The group’s chairman, Stephen Mulcahy, says that Irish democracy needs to be reimagined for the centenary of 1916, highlighting the successful operation of direct democracy in countries like Switzerland. “The detractors of giving people more power say, ‘Oh, you will have chaos,’ but I don’t think you could have a more orderly society than Switzerland. They even make the Germans look clumsy.”

Mulcahy notes that the Convention on the Constitution, set up by the Fine Gael-Labour coalition, recommended that forms of direct democracy be developed with “adequate safeguards” but that the mainstream parties rejected it. “Asking for them to vote for something like this is like asking for turkeys to vote for Christmas,” he sighs.

Emerson acknowledges that any reform will upset traditional interests, but he believes that politicians themselves – assuming they are democrats – have a vested interest in making government more representative. But what measures exactly could be introduced? Here are five.

1: Citizen-initiated referendums

For Mulcahy the need for article 48 was highlighted by the bank guarantee and the subsequent bailing out of the banks, which would never have got a popular mandate. If citizen-led initiatives had been in place in the wake of the economic crash, he argues, we would be €43 billion better off today.

Since its launch, six months ago, Reinstate 48 has gained 8,000 supporters on Facebook and a growing number of political affiliates. Diarmaid Ferriter, the professor of modern Irish history and Irish Times columnist, has narrated a history of article 48 on the group’s website, Mulcahy says people are surprised to discover that “this was something they had that was taken away from them without their consent”.

Mulcahy, a website developer and son of John Mulcahy, founder of the Phoenix magazine, says that direct democracy could be used to address a range of issues, including religion in schools and ethical food production. “Why should we all be hostage to the government deciding which way they are going to rule on these things and when they are going to rule on these things?”

To those who believe it would be a recipe for chaos he again cites the Swiss example: “In more than 90 per cent of initiatives the government puts a counterproposal which the initiating body has then accepted. A very small number go to referendum . . . about eight a year. In the process you have a huge amount of public participation in the decision-making process.”

2: Multioption voting

A founding member of the New Ireland Group, he recalls Ian Paisley proclaiming, outside Belfast City Hall in 1985, “Ulster says No”. “One week later six of us stood in the same venue in silence with a banner saying, ‘We have got to say Yes to something.’ ”

The following year he helped to organised a meeting at which nationalist and unionist politicians voted on 10 options. Under this “preferendum” model “no one votes No”; instead you rank your preferences in order. The winning choice was a tripartite devolution and power-sharing arrangement between London, Dublin and Stormont – “a mini Belfast Agreement 12 years ahead of its time”, Emerson says.
#####
> Work to do
[1] According to the article on direct democracy, how many Facebook supporters has Reinstate 48 gained since its launch?
[2] Reproduce verbatim the passage of the article on direct democracy that runs from "Mulcahy notes that" to "Here are five.".

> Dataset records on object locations
#####
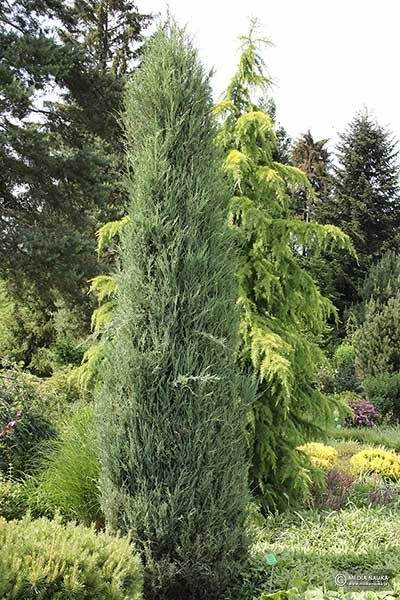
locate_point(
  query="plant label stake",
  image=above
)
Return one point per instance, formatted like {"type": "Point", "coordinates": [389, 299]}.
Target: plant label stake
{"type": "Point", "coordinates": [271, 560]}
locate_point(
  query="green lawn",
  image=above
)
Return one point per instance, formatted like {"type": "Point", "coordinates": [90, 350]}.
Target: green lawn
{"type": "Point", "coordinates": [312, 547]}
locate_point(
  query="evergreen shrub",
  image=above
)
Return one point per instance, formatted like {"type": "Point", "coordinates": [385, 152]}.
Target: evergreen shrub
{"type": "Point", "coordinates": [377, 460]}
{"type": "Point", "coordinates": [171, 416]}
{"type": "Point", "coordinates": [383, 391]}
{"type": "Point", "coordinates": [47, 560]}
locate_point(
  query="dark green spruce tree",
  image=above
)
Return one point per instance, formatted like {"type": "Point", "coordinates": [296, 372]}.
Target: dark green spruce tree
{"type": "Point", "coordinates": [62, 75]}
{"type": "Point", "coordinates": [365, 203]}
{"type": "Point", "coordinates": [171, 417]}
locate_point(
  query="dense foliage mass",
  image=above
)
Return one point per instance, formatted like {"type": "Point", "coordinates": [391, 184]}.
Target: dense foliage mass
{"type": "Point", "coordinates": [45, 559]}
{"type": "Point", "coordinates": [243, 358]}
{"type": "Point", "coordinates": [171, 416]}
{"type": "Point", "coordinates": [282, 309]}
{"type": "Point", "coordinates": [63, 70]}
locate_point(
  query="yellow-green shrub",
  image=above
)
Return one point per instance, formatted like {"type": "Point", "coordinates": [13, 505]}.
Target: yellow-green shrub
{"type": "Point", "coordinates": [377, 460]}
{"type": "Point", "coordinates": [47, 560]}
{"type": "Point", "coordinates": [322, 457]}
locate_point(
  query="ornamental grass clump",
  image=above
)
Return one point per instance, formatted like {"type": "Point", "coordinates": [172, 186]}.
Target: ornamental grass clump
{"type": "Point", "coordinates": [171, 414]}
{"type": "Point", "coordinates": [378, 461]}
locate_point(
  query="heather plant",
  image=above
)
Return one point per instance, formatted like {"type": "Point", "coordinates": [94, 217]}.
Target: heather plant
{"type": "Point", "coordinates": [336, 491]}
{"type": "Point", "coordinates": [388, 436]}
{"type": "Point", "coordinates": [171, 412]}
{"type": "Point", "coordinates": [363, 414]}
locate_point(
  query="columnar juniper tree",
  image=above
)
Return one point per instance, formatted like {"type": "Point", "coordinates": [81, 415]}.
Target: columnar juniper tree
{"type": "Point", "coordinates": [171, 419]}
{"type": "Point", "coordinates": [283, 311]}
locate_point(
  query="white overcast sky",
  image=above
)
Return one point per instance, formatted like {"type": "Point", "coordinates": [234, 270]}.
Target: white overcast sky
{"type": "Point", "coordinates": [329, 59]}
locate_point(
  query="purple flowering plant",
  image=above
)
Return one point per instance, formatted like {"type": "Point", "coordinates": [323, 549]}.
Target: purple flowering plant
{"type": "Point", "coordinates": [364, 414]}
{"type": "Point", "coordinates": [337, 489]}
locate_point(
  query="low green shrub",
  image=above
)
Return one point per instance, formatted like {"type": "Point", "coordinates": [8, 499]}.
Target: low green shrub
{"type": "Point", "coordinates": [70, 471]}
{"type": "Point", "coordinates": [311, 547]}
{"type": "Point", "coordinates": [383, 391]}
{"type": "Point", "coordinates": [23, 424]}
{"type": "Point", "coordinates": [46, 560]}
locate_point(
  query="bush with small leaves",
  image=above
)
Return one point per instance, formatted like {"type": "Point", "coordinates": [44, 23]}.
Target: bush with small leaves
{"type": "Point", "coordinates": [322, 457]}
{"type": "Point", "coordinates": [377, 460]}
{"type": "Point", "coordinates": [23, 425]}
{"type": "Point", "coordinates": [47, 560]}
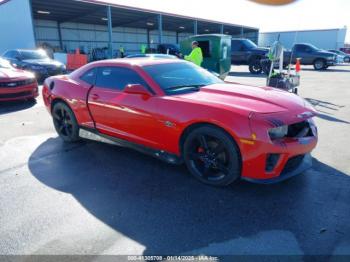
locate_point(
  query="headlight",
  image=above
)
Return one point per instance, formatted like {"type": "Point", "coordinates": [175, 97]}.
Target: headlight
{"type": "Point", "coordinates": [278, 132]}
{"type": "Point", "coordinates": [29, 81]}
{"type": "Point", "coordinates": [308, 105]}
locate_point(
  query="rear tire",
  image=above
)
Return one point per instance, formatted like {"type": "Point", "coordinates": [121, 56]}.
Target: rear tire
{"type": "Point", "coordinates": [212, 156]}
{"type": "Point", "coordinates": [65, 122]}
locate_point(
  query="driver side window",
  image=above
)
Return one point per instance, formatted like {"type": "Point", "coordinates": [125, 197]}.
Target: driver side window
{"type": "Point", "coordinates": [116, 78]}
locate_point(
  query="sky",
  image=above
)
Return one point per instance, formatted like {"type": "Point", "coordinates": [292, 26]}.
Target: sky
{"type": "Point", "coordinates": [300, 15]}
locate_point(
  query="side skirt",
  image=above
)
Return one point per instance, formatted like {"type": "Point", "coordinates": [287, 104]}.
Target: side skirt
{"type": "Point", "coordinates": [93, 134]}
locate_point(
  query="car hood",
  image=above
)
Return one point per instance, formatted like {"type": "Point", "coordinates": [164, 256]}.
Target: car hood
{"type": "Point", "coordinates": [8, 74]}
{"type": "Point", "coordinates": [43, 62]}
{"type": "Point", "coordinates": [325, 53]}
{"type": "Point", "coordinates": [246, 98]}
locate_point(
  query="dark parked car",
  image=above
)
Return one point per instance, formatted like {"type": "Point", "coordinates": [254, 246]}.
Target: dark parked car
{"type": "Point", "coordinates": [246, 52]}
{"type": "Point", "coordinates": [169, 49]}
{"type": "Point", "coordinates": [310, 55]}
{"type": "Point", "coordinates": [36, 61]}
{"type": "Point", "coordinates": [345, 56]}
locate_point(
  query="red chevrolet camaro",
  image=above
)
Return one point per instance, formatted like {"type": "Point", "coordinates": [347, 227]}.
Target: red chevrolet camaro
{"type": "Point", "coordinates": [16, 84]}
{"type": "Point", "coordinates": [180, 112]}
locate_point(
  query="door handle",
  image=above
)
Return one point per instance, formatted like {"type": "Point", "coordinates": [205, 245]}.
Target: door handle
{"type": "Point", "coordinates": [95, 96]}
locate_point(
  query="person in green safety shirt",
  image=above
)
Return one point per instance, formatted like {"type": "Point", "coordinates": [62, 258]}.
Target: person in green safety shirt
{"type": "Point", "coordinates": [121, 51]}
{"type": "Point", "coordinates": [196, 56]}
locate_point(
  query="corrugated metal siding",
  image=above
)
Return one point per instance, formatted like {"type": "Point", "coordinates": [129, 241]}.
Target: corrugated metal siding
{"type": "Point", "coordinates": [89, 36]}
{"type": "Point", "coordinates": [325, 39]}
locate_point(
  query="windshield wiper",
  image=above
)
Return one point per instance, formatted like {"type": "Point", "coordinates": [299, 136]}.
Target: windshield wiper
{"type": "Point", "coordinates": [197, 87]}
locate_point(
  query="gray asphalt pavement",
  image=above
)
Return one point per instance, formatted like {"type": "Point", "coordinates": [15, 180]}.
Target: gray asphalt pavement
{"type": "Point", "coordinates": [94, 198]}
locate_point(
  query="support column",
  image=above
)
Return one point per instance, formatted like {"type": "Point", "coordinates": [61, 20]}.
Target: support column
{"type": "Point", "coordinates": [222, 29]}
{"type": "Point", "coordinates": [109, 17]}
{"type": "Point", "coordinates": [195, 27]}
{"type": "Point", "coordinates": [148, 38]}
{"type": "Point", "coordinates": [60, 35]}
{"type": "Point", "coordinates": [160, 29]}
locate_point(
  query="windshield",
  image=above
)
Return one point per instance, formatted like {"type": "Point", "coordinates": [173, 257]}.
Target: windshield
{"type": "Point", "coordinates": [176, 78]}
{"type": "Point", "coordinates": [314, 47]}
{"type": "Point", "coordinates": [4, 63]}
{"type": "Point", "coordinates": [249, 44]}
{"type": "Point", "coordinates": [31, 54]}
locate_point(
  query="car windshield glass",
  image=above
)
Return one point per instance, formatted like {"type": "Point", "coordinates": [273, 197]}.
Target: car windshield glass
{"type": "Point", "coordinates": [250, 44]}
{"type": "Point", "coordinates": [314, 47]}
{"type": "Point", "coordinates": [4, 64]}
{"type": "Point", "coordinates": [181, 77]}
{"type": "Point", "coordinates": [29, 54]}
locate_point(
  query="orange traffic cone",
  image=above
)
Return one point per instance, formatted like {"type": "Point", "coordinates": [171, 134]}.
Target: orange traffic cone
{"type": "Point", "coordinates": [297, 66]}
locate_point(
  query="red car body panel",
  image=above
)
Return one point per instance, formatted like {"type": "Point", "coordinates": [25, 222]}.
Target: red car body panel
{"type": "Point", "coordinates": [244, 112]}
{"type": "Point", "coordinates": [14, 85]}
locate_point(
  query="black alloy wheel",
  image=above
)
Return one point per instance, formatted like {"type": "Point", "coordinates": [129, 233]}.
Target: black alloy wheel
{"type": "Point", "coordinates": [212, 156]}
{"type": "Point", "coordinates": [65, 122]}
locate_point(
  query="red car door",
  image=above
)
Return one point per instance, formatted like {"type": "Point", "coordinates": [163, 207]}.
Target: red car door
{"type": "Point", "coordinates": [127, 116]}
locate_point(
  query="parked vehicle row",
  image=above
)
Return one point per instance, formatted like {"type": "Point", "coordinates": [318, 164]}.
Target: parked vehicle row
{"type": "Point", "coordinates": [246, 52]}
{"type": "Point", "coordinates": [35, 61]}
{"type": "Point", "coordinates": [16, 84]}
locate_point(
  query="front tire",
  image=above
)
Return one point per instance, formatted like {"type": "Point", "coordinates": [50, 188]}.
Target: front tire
#####
> Answers to the tasks
[1] 8,000 supporters.

[2]
Mulcahy notes that the Convention on the Constitution, set up by the Fine Gael-Labour coalition, recommended that forms of direct democracy be developed with “adequate safeguards” but that the mainstream parties rejected it. “Asking for them to vote for something like this is like asking for turkeys to vote for Christmas,” he sighs.

Emerson acknowledges that any reform will upset traditional interests, but he believes that politicians themselves – assuming they are democrats – have a vested interest in making government more representative. But what measures exactly could be introduced? Here are five.